TO BE DONE: In the copy, include every entry exactly but none of the images.

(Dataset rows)
[START]
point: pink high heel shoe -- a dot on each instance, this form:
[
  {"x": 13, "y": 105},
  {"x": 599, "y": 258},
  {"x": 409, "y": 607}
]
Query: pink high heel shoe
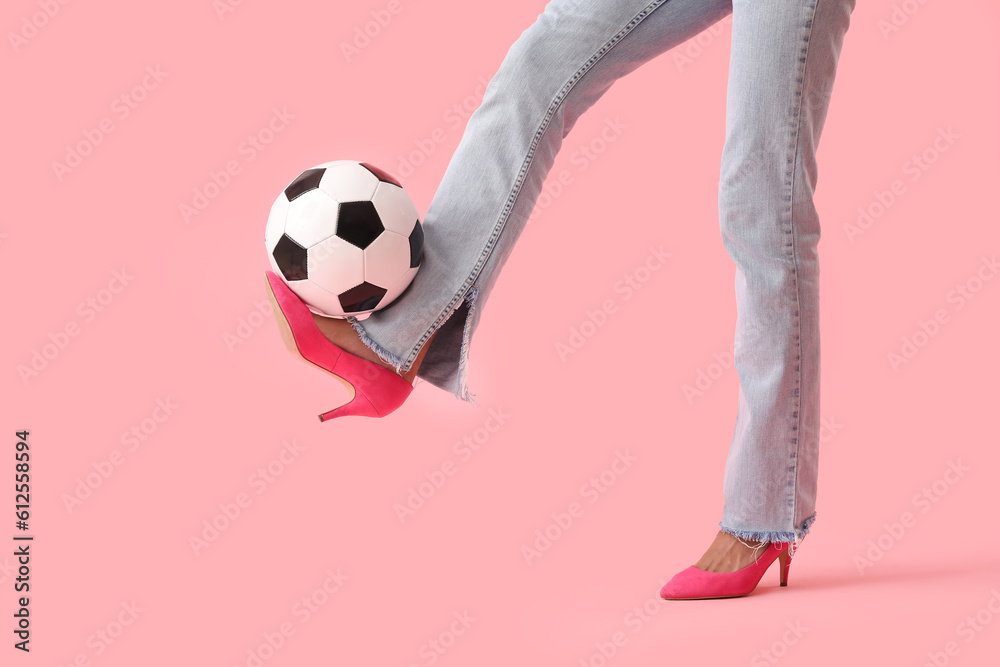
[
  {"x": 696, "y": 584},
  {"x": 375, "y": 390}
]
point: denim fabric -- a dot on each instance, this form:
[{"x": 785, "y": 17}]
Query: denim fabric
[{"x": 783, "y": 60}]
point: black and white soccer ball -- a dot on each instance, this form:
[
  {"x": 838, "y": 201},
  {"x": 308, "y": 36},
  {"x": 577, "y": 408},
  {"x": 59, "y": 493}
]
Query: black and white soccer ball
[{"x": 345, "y": 237}]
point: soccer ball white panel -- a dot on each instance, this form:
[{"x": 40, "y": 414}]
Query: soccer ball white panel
[
  {"x": 316, "y": 298},
  {"x": 395, "y": 208},
  {"x": 275, "y": 224},
  {"x": 398, "y": 287},
  {"x": 387, "y": 258},
  {"x": 312, "y": 217},
  {"x": 348, "y": 182},
  {"x": 336, "y": 265}
]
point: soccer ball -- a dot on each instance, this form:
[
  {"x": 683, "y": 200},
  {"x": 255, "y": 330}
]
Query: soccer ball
[{"x": 345, "y": 237}]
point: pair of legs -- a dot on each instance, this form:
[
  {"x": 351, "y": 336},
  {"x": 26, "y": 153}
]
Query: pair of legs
[{"x": 783, "y": 61}]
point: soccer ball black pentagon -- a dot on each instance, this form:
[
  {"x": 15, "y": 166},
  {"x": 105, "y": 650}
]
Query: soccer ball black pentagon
[{"x": 345, "y": 237}]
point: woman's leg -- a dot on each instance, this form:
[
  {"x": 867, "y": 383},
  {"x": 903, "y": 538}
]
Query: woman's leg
[
  {"x": 783, "y": 61},
  {"x": 555, "y": 71}
]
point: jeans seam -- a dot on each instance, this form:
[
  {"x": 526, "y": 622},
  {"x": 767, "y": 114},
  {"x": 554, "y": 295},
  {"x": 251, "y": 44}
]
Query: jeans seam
[
  {"x": 795, "y": 261},
  {"x": 512, "y": 198}
]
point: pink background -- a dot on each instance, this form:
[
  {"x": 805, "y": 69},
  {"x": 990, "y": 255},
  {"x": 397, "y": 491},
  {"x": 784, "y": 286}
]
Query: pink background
[{"x": 168, "y": 335}]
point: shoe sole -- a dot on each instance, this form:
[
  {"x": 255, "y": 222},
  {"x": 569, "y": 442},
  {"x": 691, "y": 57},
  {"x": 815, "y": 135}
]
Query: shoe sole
[{"x": 288, "y": 338}]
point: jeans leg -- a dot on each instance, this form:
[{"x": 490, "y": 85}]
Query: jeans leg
[
  {"x": 783, "y": 61},
  {"x": 556, "y": 70}
]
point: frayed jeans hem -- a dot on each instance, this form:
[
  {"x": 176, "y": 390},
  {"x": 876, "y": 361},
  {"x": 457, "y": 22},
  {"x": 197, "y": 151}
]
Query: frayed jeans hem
[{"x": 794, "y": 536}]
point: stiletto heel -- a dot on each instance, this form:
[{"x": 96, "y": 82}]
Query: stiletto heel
[
  {"x": 696, "y": 584},
  {"x": 375, "y": 390}
]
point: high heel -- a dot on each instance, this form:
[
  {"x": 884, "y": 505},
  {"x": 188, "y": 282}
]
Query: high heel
[
  {"x": 697, "y": 584},
  {"x": 375, "y": 390}
]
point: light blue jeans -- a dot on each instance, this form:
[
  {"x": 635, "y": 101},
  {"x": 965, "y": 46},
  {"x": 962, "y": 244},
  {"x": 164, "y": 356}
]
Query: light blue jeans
[{"x": 783, "y": 60}]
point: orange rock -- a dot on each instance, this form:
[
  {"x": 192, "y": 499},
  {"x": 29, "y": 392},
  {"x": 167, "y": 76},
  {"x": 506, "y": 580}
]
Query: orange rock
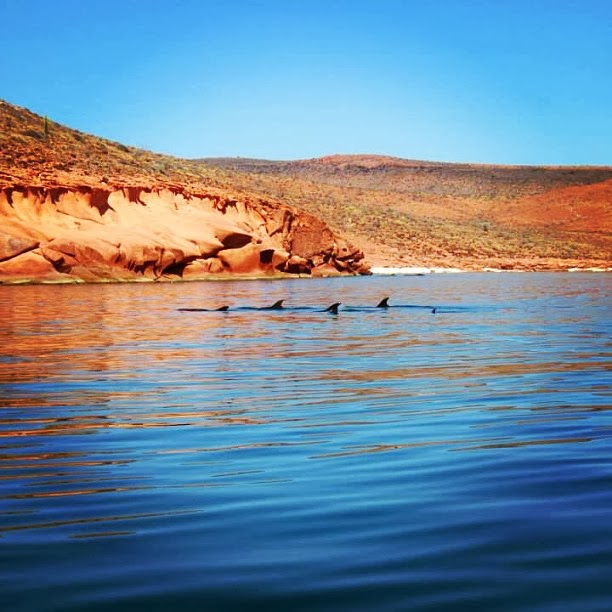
[{"x": 131, "y": 233}]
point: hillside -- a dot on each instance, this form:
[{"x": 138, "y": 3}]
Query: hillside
[
  {"x": 77, "y": 207},
  {"x": 405, "y": 212},
  {"x": 74, "y": 207}
]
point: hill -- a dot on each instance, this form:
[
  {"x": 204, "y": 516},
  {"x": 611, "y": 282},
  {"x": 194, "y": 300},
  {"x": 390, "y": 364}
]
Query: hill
[
  {"x": 77, "y": 207},
  {"x": 406, "y": 212},
  {"x": 74, "y": 207}
]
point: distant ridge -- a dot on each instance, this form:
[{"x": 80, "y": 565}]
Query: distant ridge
[{"x": 400, "y": 212}]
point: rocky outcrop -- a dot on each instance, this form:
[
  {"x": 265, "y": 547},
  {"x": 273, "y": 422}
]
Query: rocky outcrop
[{"x": 90, "y": 234}]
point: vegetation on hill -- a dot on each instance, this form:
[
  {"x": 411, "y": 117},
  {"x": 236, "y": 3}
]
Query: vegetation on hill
[
  {"x": 400, "y": 212},
  {"x": 468, "y": 215}
]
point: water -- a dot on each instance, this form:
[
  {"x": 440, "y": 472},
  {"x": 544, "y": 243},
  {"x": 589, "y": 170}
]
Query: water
[{"x": 152, "y": 459}]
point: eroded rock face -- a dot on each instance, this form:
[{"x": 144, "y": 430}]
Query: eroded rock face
[{"x": 90, "y": 234}]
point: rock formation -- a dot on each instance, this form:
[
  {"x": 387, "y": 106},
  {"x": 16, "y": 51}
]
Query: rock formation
[{"x": 89, "y": 234}]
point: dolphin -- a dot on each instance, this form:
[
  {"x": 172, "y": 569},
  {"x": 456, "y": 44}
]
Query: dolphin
[
  {"x": 333, "y": 308},
  {"x": 278, "y": 305}
]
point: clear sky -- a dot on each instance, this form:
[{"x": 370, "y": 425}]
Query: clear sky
[{"x": 496, "y": 81}]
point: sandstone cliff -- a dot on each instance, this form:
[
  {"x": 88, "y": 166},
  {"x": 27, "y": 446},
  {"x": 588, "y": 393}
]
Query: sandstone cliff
[
  {"x": 140, "y": 233},
  {"x": 74, "y": 207}
]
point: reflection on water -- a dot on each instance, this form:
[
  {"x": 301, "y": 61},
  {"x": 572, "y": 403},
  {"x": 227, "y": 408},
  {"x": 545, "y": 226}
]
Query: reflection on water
[{"x": 377, "y": 459}]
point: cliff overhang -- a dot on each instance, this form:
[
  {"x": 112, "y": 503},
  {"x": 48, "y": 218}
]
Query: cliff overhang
[{"x": 131, "y": 233}]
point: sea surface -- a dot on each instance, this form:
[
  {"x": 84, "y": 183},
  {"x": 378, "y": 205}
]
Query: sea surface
[{"x": 377, "y": 459}]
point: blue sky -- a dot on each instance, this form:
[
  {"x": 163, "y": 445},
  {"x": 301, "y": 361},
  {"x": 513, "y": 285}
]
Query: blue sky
[{"x": 493, "y": 81}]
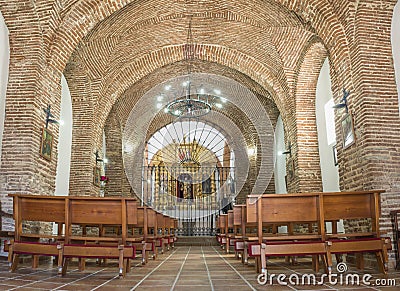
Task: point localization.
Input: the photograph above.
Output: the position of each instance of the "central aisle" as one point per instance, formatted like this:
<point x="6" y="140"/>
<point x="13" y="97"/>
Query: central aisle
<point x="197" y="268"/>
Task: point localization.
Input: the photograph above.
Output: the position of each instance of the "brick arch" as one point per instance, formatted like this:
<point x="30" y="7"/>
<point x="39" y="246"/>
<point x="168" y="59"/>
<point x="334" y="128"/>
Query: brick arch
<point x="302" y="128"/>
<point x="322" y="16"/>
<point x="236" y="60"/>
[END]
WRITTEN SOLUTION:
point: pink high heel shoe -- a dot on each instance, this form:
[
  {"x": 13, "y": 105},
  {"x": 599, "y": 258},
  {"x": 409, "y": 607}
]
Query: pink high heel shoe
[
  {"x": 696, "y": 584},
  {"x": 375, "y": 390}
]
point: denim fabric -- a dot on each instance, this form:
[{"x": 785, "y": 17}]
Query: denim fabric
[{"x": 783, "y": 60}]
point: black and white soccer ball -- a dot on each instance, this form:
[
  {"x": 838, "y": 201},
  {"x": 308, "y": 36},
  {"x": 577, "y": 408},
  {"x": 59, "y": 493}
]
Query: black and white soccer ball
[{"x": 345, "y": 237}]
point: soccer ball white panel -- a dot on each instance, this form:
[{"x": 40, "y": 414}]
Query: soccer ball white panel
[
  {"x": 316, "y": 298},
  {"x": 395, "y": 208},
  {"x": 275, "y": 224},
  {"x": 398, "y": 287},
  {"x": 387, "y": 258},
  {"x": 312, "y": 217},
  {"x": 348, "y": 182},
  {"x": 336, "y": 265}
]
point: soccer ball -- a dot on each instance, this form:
[
  {"x": 683, "y": 200},
  {"x": 255, "y": 330}
]
Query: soccer ball
[{"x": 345, "y": 237}]
point: pair of legs -- a dot on each instance, this form:
[
  {"x": 351, "y": 336},
  {"x": 26, "y": 153}
]
Query: pair of legs
[{"x": 783, "y": 61}]
point: soccer ball black pentagon -- a dot on each instance, this form:
[
  {"x": 15, "y": 166},
  {"x": 105, "y": 650}
]
Query: soccer ball black pentagon
[{"x": 345, "y": 237}]
point: woman's leg -- a dot on each instance, this form:
[
  {"x": 867, "y": 383},
  {"x": 903, "y": 538}
]
Query: woman's leg
[
  {"x": 783, "y": 61},
  {"x": 555, "y": 71}
]
point: jeans seam -- a dot on each instance, this form:
[
  {"x": 526, "y": 622},
  {"x": 767, "y": 114},
  {"x": 554, "y": 295},
  {"x": 251, "y": 44}
]
Query: jeans seam
[
  {"x": 795, "y": 261},
  {"x": 512, "y": 198}
]
point: pink background -- a dot on each instance, this form:
[
  {"x": 805, "y": 69},
  {"x": 990, "y": 255},
  {"x": 397, "y": 491},
  {"x": 784, "y": 286}
]
Query: pink background
[{"x": 168, "y": 335}]
point: shoe sole -- a dot on each instance, this form:
[
  {"x": 255, "y": 222},
  {"x": 569, "y": 442},
  {"x": 691, "y": 57},
  {"x": 815, "y": 135}
]
Query: shoe sole
[{"x": 288, "y": 338}]
point: jeans leg -- a dot on each instance, this form:
[{"x": 490, "y": 85}]
Query: jeans leg
[
  {"x": 783, "y": 61},
  {"x": 556, "y": 70}
]
point: frayed jeans hem -- a dot on each instance, this form:
[
  {"x": 176, "y": 390},
  {"x": 876, "y": 361},
  {"x": 457, "y": 22},
  {"x": 197, "y": 151}
]
Query: frayed jeans hem
[{"x": 794, "y": 536}]
point: stiletto heel -- a dot on each instance, this form:
[{"x": 96, "y": 82}]
Query: stiletto heel
[
  {"x": 696, "y": 584},
  {"x": 375, "y": 390}
]
point: high heel -- a dot on each instance, this form:
[
  {"x": 884, "y": 505},
  {"x": 188, "y": 282}
]
Query: high heel
[
  {"x": 697, "y": 584},
  {"x": 375, "y": 390}
]
point: light blue jeans -- a dot on each instance, this form:
[
  {"x": 635, "y": 101},
  {"x": 965, "y": 46},
  {"x": 962, "y": 244},
  {"x": 164, "y": 356}
]
Query: light blue jeans
[{"x": 783, "y": 60}]
point: orange rock -- a dot on each instance, this form:
[
  {"x": 192, "y": 499},
  {"x": 29, "y": 392},
  {"x": 167, "y": 76},
  {"x": 506, "y": 580}
]
Query: orange rock
[{"x": 131, "y": 233}]
point: hillside -- a dot on each instance, this form:
[{"x": 138, "y": 3}]
Query: hillside
[
  {"x": 77, "y": 207},
  {"x": 405, "y": 212},
  {"x": 74, "y": 207}
]
point: hill -- a dot on each instance, this form:
[
  {"x": 204, "y": 516},
  {"x": 611, "y": 282},
  {"x": 194, "y": 300},
  {"x": 390, "y": 364}
]
Query: hill
[
  {"x": 77, "y": 207},
  {"x": 406, "y": 212},
  {"x": 74, "y": 207}
]
point: distant ridge -- a dot on each instance, this form:
[{"x": 80, "y": 565}]
Query: distant ridge
[{"x": 400, "y": 212}]
point: rocky outcrop -- a dot on each instance, this form:
[
  {"x": 265, "y": 547},
  {"x": 273, "y": 422}
]
Query: rocky outcrop
[{"x": 90, "y": 234}]
point: vegetation on hill -- a dot on each instance, this form:
[
  {"x": 411, "y": 117},
  {"x": 236, "y": 3}
]
Query: vegetation on hill
[
  {"x": 400, "y": 212},
  {"x": 468, "y": 215}
]
point: water -- a dot on each instance, this form:
[
  {"x": 440, "y": 472},
  {"x": 544, "y": 243},
  {"x": 589, "y": 170}
]
Query: water
[{"x": 152, "y": 459}]
point: eroded rock face -- a dot on each instance, this form:
[{"x": 144, "y": 430}]
Query: eroded rock face
[{"x": 90, "y": 234}]
point: rock formation -- a dot on each instance, this form:
[
  {"x": 387, "y": 106},
  {"x": 16, "y": 51}
]
Query: rock formation
[{"x": 89, "y": 234}]
point: dolphin -- a dot on each instance, this form:
[
  {"x": 172, "y": 569},
  {"x": 456, "y": 44}
]
Query: dolphin
[
  {"x": 333, "y": 308},
  {"x": 278, "y": 305}
]
point: clear sky -- a dot on each instance, this form:
[{"x": 370, "y": 425}]
Query: clear sky
[{"x": 496, "y": 81}]
point: sandstone cliff -- a dot on each instance, this form:
[
  {"x": 88, "y": 166},
  {"x": 27, "y": 446},
  {"x": 588, "y": 393}
]
Query: sandstone cliff
[
  {"x": 140, "y": 233},
  {"x": 74, "y": 207}
]
point: reflection on water -- a dot on each instance, this form:
[
  {"x": 301, "y": 61},
  {"x": 572, "y": 403},
  {"x": 227, "y": 408},
  {"x": 545, "y": 226}
]
Query: reflection on water
[{"x": 377, "y": 459}]
point: cliff overhang -- a dot on each instance, this form:
[
  {"x": 112, "y": 503},
  {"x": 48, "y": 218}
]
Query: cliff overhang
[{"x": 131, "y": 233}]
point: sea surface -- a dot on each instance, this form:
[
  {"x": 84, "y": 183},
  {"x": 378, "y": 205}
]
Query: sea surface
[{"x": 377, "y": 459}]
point: blue sky -- a dot on each instance, this form:
[
  {"x": 163, "y": 445},
  {"x": 301, "y": 361},
  {"x": 513, "y": 285}
]
Query: blue sky
[{"x": 493, "y": 81}]
Task: point localization.
Input: the photograph above.
Output: the position of each instance of the "central aisle" as one point per instance, formatted like this:
<point x="6" y="140"/>
<point x="13" y="97"/>
Query: central aisle
<point x="197" y="268"/>
Task: point localization.
Input: the photograph above.
Output: the position of each instance of the "brick arch" as one point per instance, formatted like this:
<point x="30" y="7"/>
<point x="39" y="246"/>
<point x="168" y="59"/>
<point x="334" y="128"/>
Query: brick arch
<point x="302" y="128"/>
<point x="322" y="16"/>
<point x="236" y="60"/>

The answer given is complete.